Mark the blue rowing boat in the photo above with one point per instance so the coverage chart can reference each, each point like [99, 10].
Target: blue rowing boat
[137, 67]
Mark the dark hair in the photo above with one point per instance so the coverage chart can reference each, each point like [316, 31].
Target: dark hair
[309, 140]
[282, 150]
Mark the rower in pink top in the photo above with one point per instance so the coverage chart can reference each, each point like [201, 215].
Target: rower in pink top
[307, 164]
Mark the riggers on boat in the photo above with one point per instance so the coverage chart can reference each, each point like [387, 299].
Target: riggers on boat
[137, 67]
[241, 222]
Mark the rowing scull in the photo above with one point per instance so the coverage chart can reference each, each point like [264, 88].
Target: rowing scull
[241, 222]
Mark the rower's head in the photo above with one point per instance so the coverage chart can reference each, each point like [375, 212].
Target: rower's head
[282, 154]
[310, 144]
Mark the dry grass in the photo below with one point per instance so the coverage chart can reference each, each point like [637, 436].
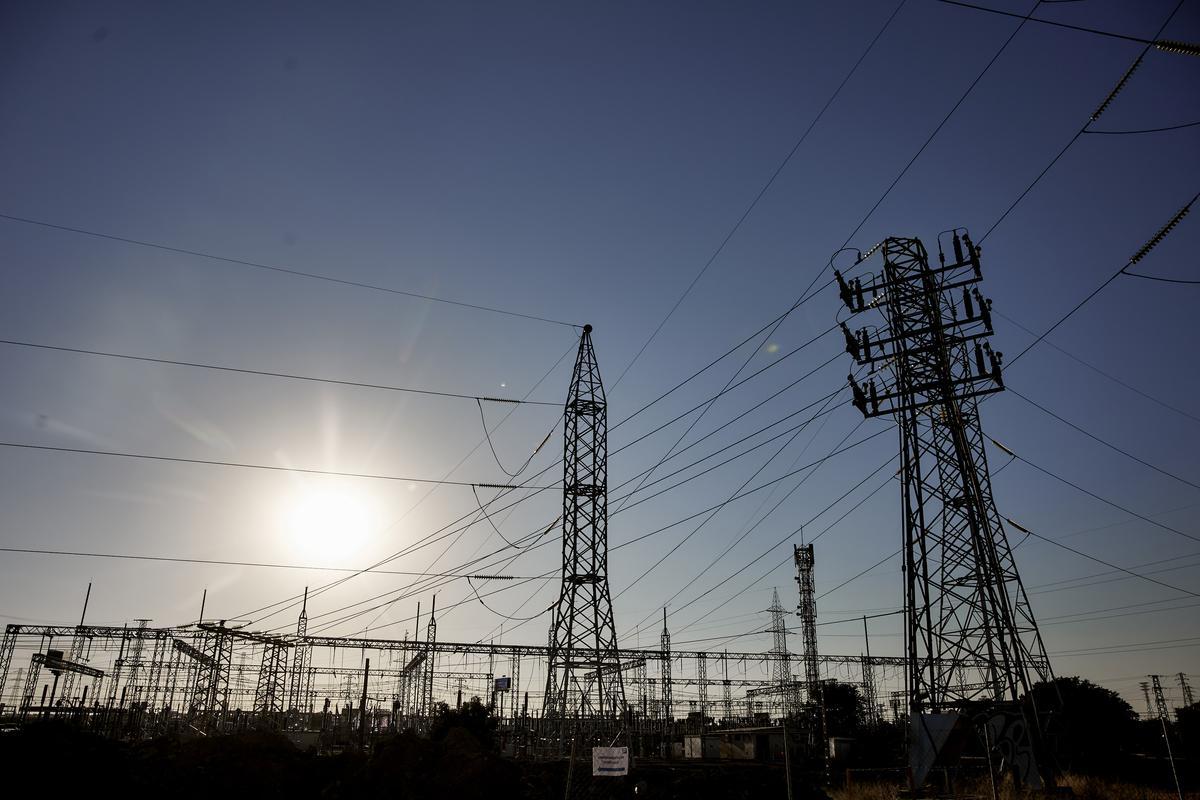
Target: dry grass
[1085, 788]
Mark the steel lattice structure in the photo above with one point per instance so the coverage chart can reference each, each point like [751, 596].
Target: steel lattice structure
[582, 633]
[781, 663]
[971, 637]
[805, 563]
[300, 680]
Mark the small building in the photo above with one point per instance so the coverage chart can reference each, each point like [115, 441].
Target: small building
[757, 744]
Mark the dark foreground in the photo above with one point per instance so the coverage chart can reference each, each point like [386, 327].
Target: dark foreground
[69, 761]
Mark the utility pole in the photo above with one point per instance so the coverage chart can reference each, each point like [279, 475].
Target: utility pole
[582, 635]
[971, 638]
[1161, 707]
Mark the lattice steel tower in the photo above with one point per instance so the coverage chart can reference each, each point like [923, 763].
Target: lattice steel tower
[300, 680]
[780, 657]
[805, 561]
[971, 637]
[582, 635]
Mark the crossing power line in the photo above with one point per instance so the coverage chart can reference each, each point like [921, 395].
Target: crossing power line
[280, 270]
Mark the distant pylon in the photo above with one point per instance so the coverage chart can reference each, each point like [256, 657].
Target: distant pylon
[1163, 719]
[667, 702]
[300, 689]
[1186, 687]
[780, 657]
[805, 561]
[582, 635]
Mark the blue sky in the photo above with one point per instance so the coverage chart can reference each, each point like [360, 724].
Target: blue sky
[577, 162]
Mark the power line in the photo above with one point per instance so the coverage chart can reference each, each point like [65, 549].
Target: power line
[282, 270]
[523, 548]
[270, 565]
[1149, 42]
[1092, 494]
[291, 601]
[263, 467]
[1103, 441]
[265, 373]
[762, 191]
[1098, 560]
[1133, 259]
[1102, 372]
[1083, 130]
[1159, 278]
[1169, 127]
[721, 506]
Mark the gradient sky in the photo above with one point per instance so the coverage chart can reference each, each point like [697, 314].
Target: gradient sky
[579, 162]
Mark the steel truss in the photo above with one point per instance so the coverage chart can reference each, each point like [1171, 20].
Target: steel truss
[972, 641]
[582, 633]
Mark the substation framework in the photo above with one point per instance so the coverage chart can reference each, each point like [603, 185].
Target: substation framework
[211, 678]
[217, 677]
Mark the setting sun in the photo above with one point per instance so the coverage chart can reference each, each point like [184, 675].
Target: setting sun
[328, 523]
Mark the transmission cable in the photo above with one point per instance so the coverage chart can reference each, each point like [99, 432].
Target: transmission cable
[1102, 372]
[1103, 441]
[262, 467]
[1149, 42]
[479, 398]
[766, 186]
[1133, 259]
[282, 270]
[718, 510]
[1104, 104]
[1169, 127]
[1092, 494]
[135, 557]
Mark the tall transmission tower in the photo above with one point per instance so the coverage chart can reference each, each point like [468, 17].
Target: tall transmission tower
[808, 612]
[1186, 689]
[582, 635]
[973, 645]
[667, 702]
[1163, 719]
[781, 660]
[300, 690]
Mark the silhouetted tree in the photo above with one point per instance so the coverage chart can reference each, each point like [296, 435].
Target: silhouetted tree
[474, 717]
[843, 709]
[1089, 728]
[1188, 729]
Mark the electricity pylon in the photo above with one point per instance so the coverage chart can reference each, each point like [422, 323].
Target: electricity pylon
[973, 647]
[582, 635]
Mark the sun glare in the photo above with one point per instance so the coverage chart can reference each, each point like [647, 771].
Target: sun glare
[328, 524]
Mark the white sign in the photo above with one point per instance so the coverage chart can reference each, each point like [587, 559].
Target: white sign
[610, 761]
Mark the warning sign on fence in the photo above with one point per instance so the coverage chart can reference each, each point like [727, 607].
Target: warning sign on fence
[610, 761]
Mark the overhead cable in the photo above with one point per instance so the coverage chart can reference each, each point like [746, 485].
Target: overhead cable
[283, 270]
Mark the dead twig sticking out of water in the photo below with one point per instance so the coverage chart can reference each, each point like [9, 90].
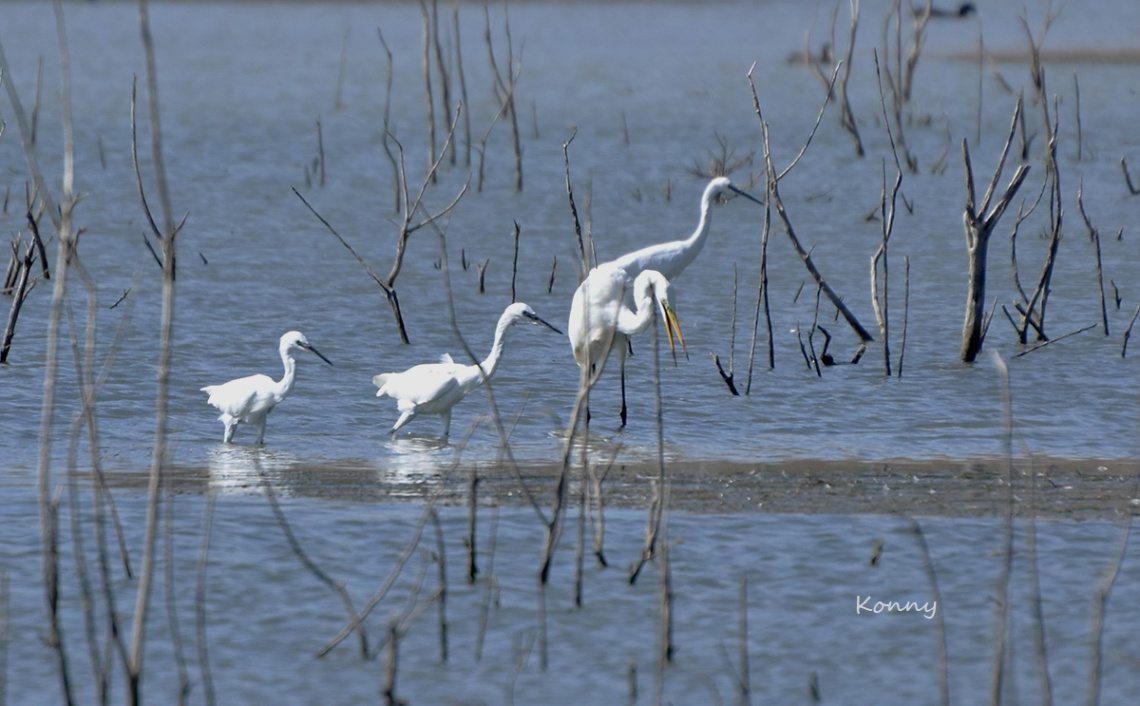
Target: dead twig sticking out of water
[846, 115]
[336, 586]
[441, 592]
[939, 621]
[1128, 177]
[19, 290]
[356, 624]
[1047, 342]
[430, 96]
[920, 19]
[654, 520]
[667, 646]
[200, 602]
[1076, 110]
[773, 181]
[320, 155]
[410, 212]
[1128, 332]
[472, 504]
[1094, 236]
[1003, 650]
[584, 261]
[504, 86]
[1100, 607]
[514, 262]
[489, 587]
[463, 87]
[906, 309]
[888, 209]
[732, 342]
[743, 679]
[165, 237]
[387, 124]
[445, 81]
[482, 144]
[979, 225]
[481, 269]
[35, 98]
[900, 82]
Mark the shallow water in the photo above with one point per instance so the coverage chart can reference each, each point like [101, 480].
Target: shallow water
[646, 90]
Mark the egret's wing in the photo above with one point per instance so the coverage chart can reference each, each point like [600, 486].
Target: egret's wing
[418, 386]
[237, 397]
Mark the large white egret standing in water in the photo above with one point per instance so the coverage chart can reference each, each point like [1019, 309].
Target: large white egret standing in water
[610, 291]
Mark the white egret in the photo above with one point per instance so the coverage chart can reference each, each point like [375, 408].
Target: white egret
[249, 400]
[667, 259]
[672, 258]
[434, 388]
[608, 308]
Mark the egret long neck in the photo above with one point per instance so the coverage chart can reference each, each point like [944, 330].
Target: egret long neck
[286, 382]
[634, 322]
[692, 246]
[490, 363]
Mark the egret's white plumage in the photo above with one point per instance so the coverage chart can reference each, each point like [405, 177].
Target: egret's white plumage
[249, 400]
[434, 388]
[613, 299]
[672, 258]
[609, 307]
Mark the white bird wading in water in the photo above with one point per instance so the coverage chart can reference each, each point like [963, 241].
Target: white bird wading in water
[434, 388]
[249, 400]
[667, 259]
[601, 318]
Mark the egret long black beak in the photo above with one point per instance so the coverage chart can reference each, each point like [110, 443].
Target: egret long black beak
[672, 326]
[315, 351]
[746, 194]
[537, 319]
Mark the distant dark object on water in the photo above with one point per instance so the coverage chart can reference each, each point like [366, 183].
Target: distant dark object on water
[823, 57]
[963, 10]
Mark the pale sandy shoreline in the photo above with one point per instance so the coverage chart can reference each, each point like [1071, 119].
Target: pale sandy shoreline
[1044, 487]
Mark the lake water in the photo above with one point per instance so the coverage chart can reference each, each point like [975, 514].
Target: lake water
[649, 91]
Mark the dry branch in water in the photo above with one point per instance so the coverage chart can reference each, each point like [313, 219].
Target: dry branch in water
[504, 87]
[979, 226]
[410, 212]
[773, 181]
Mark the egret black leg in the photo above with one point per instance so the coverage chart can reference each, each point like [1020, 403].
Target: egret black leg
[623, 391]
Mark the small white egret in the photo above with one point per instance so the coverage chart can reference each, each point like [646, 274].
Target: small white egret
[608, 308]
[434, 388]
[249, 400]
[672, 258]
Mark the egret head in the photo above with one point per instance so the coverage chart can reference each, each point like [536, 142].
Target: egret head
[295, 339]
[520, 311]
[722, 188]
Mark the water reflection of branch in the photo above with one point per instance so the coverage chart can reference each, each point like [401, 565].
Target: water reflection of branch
[309, 564]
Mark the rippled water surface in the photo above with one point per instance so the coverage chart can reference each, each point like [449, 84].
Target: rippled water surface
[650, 92]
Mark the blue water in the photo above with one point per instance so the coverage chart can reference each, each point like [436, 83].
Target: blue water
[648, 91]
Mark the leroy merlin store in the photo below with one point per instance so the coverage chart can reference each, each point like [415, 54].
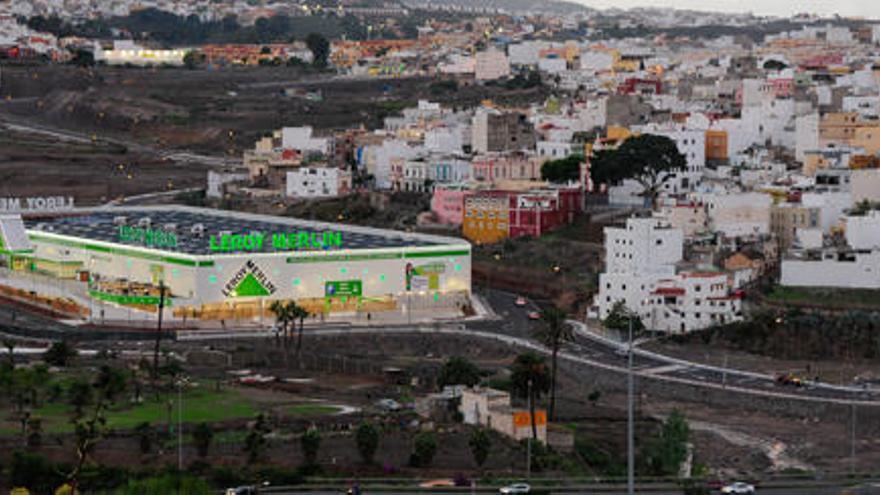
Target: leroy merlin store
[218, 265]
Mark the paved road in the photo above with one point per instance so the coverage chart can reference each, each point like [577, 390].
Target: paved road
[22, 125]
[802, 490]
[612, 354]
[513, 328]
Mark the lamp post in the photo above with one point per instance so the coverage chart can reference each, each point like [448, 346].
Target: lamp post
[630, 427]
[529, 441]
[180, 383]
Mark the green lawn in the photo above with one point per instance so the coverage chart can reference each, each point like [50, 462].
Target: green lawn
[198, 406]
[305, 410]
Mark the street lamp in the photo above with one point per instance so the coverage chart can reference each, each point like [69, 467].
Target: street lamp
[630, 427]
[181, 381]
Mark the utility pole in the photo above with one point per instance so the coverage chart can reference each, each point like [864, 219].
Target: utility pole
[529, 442]
[852, 441]
[159, 329]
[180, 424]
[630, 433]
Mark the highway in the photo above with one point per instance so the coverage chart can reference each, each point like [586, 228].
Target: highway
[832, 489]
[510, 325]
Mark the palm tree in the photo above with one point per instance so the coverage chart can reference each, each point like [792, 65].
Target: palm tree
[530, 380]
[301, 313]
[553, 332]
[283, 316]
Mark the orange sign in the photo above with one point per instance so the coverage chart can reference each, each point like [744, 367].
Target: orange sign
[523, 419]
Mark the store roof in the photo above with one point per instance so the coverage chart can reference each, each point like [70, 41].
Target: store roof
[105, 225]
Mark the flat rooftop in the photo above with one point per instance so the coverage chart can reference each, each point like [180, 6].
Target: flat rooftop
[101, 225]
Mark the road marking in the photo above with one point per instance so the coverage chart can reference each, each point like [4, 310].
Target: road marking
[669, 368]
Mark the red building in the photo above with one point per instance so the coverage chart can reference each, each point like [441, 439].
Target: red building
[534, 213]
[638, 86]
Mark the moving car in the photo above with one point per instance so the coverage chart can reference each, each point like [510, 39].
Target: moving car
[738, 488]
[789, 379]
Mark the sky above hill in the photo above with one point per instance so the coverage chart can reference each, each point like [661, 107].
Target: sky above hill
[863, 8]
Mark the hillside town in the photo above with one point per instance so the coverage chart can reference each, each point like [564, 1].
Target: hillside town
[456, 242]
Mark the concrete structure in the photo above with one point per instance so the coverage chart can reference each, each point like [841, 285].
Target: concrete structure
[492, 408]
[490, 65]
[127, 52]
[640, 271]
[787, 218]
[738, 214]
[496, 131]
[318, 182]
[223, 265]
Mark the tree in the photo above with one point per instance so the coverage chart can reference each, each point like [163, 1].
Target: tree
[193, 59]
[619, 318]
[203, 434]
[424, 448]
[663, 455]
[91, 426]
[311, 443]
[283, 317]
[553, 332]
[367, 440]
[648, 159]
[530, 374]
[300, 313]
[255, 442]
[775, 65]
[145, 433]
[480, 444]
[9, 344]
[59, 354]
[82, 58]
[320, 48]
[458, 371]
[564, 170]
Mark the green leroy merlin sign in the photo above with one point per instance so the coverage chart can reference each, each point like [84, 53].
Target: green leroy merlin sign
[249, 281]
[343, 288]
[279, 241]
[147, 237]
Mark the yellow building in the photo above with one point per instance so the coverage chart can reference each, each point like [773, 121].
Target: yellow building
[716, 145]
[486, 218]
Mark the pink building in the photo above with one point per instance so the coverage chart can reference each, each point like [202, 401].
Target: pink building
[447, 203]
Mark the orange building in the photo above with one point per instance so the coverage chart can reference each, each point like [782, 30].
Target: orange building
[716, 145]
[486, 218]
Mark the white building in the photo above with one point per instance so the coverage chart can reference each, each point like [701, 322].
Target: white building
[636, 256]
[217, 181]
[738, 214]
[302, 140]
[863, 232]
[318, 182]
[641, 263]
[127, 52]
[491, 64]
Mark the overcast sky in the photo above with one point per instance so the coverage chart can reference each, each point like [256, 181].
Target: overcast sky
[863, 8]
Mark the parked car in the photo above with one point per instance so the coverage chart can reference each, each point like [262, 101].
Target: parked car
[789, 379]
[516, 488]
[388, 404]
[738, 488]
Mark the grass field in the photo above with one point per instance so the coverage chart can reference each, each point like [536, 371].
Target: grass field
[198, 406]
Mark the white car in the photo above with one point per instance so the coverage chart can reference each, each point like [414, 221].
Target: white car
[738, 488]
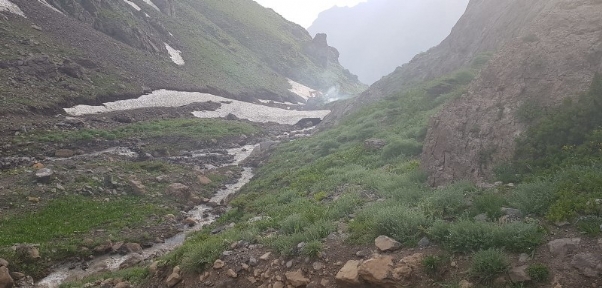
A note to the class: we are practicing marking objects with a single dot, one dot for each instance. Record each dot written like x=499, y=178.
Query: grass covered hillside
x=92, y=51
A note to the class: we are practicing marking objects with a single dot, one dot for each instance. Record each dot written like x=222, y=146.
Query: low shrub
x=488, y=264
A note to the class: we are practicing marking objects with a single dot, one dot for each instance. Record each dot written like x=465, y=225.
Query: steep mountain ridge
x=376, y=36
x=234, y=48
x=552, y=58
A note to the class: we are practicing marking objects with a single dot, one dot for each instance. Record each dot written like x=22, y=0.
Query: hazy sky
x=304, y=12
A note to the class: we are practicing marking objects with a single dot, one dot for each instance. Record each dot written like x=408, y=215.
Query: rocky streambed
x=201, y=215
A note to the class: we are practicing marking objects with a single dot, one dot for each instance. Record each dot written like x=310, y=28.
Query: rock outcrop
x=554, y=55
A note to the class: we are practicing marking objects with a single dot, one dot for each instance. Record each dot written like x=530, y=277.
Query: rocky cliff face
x=550, y=50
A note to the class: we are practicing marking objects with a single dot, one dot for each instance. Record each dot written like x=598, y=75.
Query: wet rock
x=424, y=242
x=174, y=278
x=218, y=264
x=519, y=274
x=44, y=175
x=137, y=187
x=5, y=280
x=231, y=273
x=587, y=264
x=189, y=222
x=179, y=191
x=132, y=260
x=204, y=180
x=296, y=278
x=384, y=244
x=560, y=247
x=64, y=153
x=27, y=253
x=374, y=144
x=349, y=274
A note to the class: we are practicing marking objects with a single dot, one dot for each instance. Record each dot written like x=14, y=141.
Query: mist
x=375, y=37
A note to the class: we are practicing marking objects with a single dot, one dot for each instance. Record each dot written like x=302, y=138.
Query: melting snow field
x=167, y=98
x=133, y=5
x=6, y=5
x=149, y=2
x=301, y=89
x=49, y=6
x=176, y=55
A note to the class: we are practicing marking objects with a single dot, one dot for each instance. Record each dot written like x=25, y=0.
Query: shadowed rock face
x=554, y=54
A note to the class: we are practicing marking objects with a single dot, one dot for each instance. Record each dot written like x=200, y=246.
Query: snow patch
x=167, y=98
x=50, y=6
x=8, y=6
x=150, y=3
x=175, y=55
x=302, y=90
x=133, y=5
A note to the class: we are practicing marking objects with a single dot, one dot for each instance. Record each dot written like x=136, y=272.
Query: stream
x=203, y=213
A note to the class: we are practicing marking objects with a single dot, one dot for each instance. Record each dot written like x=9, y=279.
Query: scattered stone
x=524, y=258
x=132, y=260
x=231, y=273
x=317, y=266
x=559, y=247
x=27, y=253
x=44, y=175
x=519, y=274
x=588, y=264
x=296, y=278
x=64, y=153
x=349, y=274
x=154, y=267
x=266, y=256
x=137, y=187
x=219, y=264
x=174, y=278
x=189, y=222
x=132, y=247
x=384, y=244
x=5, y=280
x=178, y=190
x=424, y=242
x=204, y=180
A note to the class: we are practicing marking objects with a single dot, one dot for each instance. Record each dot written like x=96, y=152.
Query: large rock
x=44, y=175
x=64, y=153
x=179, y=191
x=296, y=278
x=137, y=187
x=588, y=264
x=174, y=278
x=5, y=280
x=533, y=40
x=349, y=274
x=560, y=247
x=519, y=274
x=27, y=253
x=377, y=270
x=384, y=244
____
[Aim]
Please quote the stretch of items above from the line containing "like x=302, y=138." through the line containing "x=203, y=213", word for word, with both of those lines included.

[Problem solution]
A note to the class: we are practicing marking objects with a single dot, one dot for each instance. Record each dot written like x=302, y=138.
Query: melting snow field
x=167, y=98
x=133, y=5
x=6, y=5
x=149, y=2
x=301, y=89
x=49, y=6
x=176, y=55
A note to the class: we are practicing marking objects with a single dot, one dot for each instance. Record each dot written like x=25, y=0.
Query: shadowed rock face
x=554, y=54
A note to the class: we are practicing marking objects with a single dot, one dot for each instance. Record each dot written like x=200, y=246.
Query: snow patch
x=167, y=98
x=50, y=6
x=8, y=6
x=150, y=3
x=175, y=55
x=302, y=90
x=133, y=5
A note to the class: we are practicing marking objects with a single dot, one dot for each instance. Record each dot written like x=136, y=272.
Query: stream
x=203, y=213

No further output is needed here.